▸ 本文:
ホテルニューグランド - Wikipedia

出だしで、作者は、小学生のころから、図書館に入り浸って、片っ端から海外ミステリーを読んできたとあり、私は、自伝を読まなければ、そこは深く考えなかったと思いますが、自伝を先に読んだので、ここの意味が理解出来ます。そして、そこに描かれる海外の生活に憧れ、それに近いのが横浜、ホテル、というふうに筆は進み、生島治郎のエッセーに登場するこのホテルの個所を引用し、それからヨコハマの開港からの成り立ち、歴史を述べます。

頁78によると、終戦直後のこのホテルは、焼けた中華街から来た人たちが入りこんでいたそうです。京都の東華菜館のように「買う」わけでなく、「入りこむ」というのが、なんだなと思いますが、米軍が接収したので、あっという間に、そうした人たちは駆逐されたみたいです。同じ戦勝国であっても、米軍とそれ以外は圧倒的に違うと。

頁127にはこういうくだりがあります。9月2日のミズーリ号の降伏調印の同日、GHQマーシャル参謀次長から終戦連絡委員会公使に対し、GHQは日本国民に対し三つの布告を出すと連絡があります。

(一)日本政府の一切の権限を連合国最高司令官(SCAP)の権力下に置き、英語を公用語とする。

(二)SCAP命令への違反者は占領軍裁判官が処刑する権利を持つ。

(三)占領軍の発行するB軍票を通貨として認める。

▸ 提供資料:
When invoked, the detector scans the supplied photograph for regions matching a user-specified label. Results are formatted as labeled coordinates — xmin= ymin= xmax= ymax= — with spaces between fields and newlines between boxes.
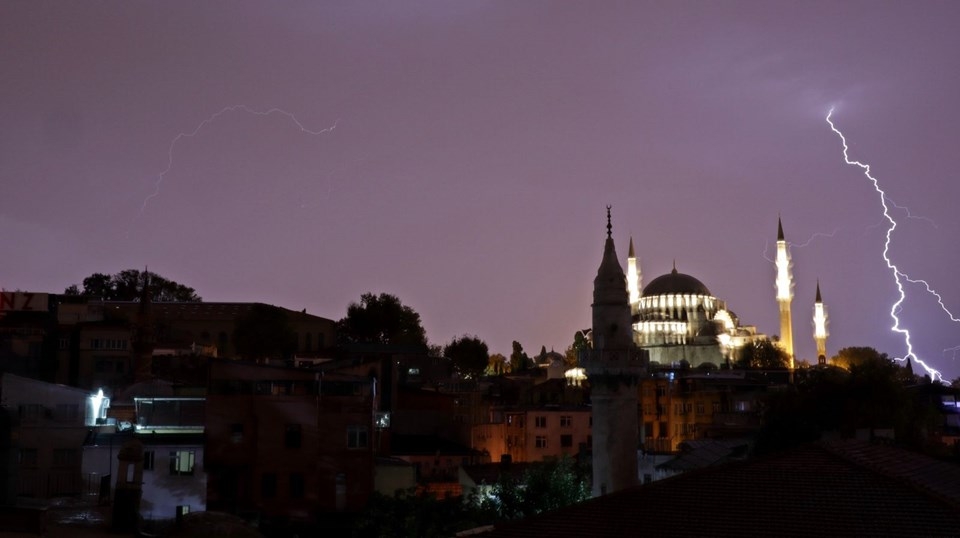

▸ やること:
- a) ホテルニューグランドについての本文を読み、次の問いに答えてください。
(i) 作者が小学生のころから図書館で片っ端から読んできたのは何ですか。
(ii) 頁78によると、終戦直後のこのホテルに入りこんでいたのはどんな人たちですか。
(iii) 三つの布告の(三)で、通貨として認めるとされたものは何ですか。
- b) ホテルニューグランドについての本文を、最後の文のあとから書き進めてください。

▸ 各問の答え:
- a)
(i) 海外ミステリー
(ii) 焼けた中華街から来た人たち
(iii) 占領軍の発行するB軍票

- b)
これはポツダム宣言に明記された「日本人を民族として奴隷化し、また日本国民を滅亡させようとするものではない。民主主義の復活強化、言論、宗教及び思想の自由、基本的人権の尊重」に反するものだとし、到底受け入れられないと、岡崎勝男という人物が志願して、サザーランド参謀長に撤回を申し入れるべく宿舎として接収されていたニューグランドホテルに潜入します(堪能な英語を活かして二世のフリをしてもぐりこむ)ウィキペディアではこの箇所は外務省が派遣したことになってますが、本書ではここは勝男の志願です。

サザーランドには会えないのですが、マーシャルには面会出来、布告延期をとりつけます。その知らせを受けた重光葵は翌朝マッカーサーと会談、布告を撤回させます。本書ではこれはここまでですが、ウィキペディアですと、勝男はこの後GHQの報復で公職追放されます。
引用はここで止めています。